TEXTO PARA LEER:
Y no faltan razones patentes para que la casa real junto al Gobierno procuren comportarse con tino. En las calles, en los gestos de los transeúntes, en los trazos que dibuja el desplazamiento de las masas, desde un palacio a otro, se lee el mensaje de la población.

A Diana se la trataba benévolamente como la "Princesa de los Corazones", un apelativo para la vida frívola o efímera. Pero ahora una vez muerta y venerada multitudinariamente se la invoca como "la Princesa del Pueblo", un apelativo para la trascendencia y la literatura de la eternidad.

Como en el Romeo y Julieta de Shakespeare los dos amantes mueren juntos en el fondo de una cripta, confundidos y casi simultáneamente. Pero también, como en Macbeth, una ondeante oscuridad de multitudes se mueve fantasmal y amenazante alrededor del castillo. En paralelo, hoy, alrededor del palacio de Buckingham, donde reside la corona, las gentes dejan sus flores reivindicando la condición superior de Diana. Pero, además, en Saint James Palace o en Kensington se acumula una fuerza popular que enseña su adhesión a Diana. En una parte porque Diana es de consumo popular, ha sido guisada y condimentada al gusto del pueblo, y en otra parte, decisiva, porque a partir de sus sufrimientos, sus desmayos, sus conatos de suicidio, sus depresiones o su bulimia, se fue haciendo casi real viniendo, como venía, desde la realeza.

CONSIGNA:
Prosigue el texto sobre la muerte de Diana y la reacción popular a partir de su última oración.

Registros almacenados
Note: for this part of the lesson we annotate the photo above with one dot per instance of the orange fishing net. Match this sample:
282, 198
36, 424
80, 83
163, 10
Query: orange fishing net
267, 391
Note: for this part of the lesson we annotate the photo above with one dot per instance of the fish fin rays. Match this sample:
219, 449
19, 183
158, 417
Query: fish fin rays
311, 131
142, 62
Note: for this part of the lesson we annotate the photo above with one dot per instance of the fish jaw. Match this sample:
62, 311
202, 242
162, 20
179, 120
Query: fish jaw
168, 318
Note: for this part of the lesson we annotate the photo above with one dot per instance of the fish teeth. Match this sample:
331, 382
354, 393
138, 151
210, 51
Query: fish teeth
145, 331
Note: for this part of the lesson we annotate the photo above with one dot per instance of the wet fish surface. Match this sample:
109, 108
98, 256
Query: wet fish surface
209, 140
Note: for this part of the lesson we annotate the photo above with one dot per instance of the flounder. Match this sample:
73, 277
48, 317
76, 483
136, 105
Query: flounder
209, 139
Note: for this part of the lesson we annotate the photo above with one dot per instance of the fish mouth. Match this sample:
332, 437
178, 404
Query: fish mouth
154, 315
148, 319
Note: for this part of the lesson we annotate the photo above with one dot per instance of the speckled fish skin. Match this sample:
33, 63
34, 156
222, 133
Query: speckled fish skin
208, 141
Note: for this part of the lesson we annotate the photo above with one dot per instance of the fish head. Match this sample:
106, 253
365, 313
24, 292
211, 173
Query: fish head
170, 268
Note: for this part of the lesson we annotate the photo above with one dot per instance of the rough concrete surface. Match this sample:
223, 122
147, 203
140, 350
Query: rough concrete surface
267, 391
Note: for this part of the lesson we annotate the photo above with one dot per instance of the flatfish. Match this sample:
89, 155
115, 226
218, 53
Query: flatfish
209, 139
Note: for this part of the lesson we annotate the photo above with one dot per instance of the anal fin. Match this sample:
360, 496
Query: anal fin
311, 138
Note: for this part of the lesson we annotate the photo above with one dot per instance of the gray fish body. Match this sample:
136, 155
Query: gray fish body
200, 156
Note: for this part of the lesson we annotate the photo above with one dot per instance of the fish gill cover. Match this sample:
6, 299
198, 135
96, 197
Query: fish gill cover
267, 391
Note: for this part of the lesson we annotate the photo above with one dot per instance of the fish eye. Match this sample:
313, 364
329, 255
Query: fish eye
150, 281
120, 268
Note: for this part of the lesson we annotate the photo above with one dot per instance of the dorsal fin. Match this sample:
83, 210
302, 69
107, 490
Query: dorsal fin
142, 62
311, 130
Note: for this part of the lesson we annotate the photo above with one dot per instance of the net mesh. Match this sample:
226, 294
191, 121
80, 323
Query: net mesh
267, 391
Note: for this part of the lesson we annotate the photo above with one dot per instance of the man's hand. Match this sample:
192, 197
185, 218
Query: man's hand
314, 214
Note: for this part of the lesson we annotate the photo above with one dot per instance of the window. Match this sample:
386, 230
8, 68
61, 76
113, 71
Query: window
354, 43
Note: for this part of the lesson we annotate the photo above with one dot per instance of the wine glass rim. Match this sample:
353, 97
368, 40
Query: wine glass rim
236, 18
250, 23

RESULTADO:
La figura impalpable, propia de los papeles, las fotos o los videos que fue Lady Di ha cobrado mucho peso con la esencia de la muerte. Ahora, en Londres, a pesar de. la serena y empírica cultura anglosajona, a pesar incluso del cinismo bruñido a lo largo de mil decepciones a través del siglo, la gente tiende a ver una Evita en una mujer rubia.

Los medios de comunicación mundiales hacen resonar la muerte de la princesa de Gales con el característico estruendo que acompaña al mito. En Inglaterra el sonido es, sin embargo, distinto. Lo que en el planeta fue, ante todo, un patrimonio de las revistas del corazón es en Gran Bretaña, para muchos (para muchas) un patrimonio del corazón. Sin calibrar de qué honda manera el personaje de Diana ha ingresado en las emociones de las mujeres británicas (y de muchos hombres) no se entendería el largo conflicto psicoanalítico de este país. Pero, a la vez, constatada desde Atenas a San Francisco, desde Tokio a Madrid, la conmoción en torno a la mujer rubia, el mundo entero haría bien en aceptar una terapia de grupo para ingresar con otra cordura en el siglo por venir.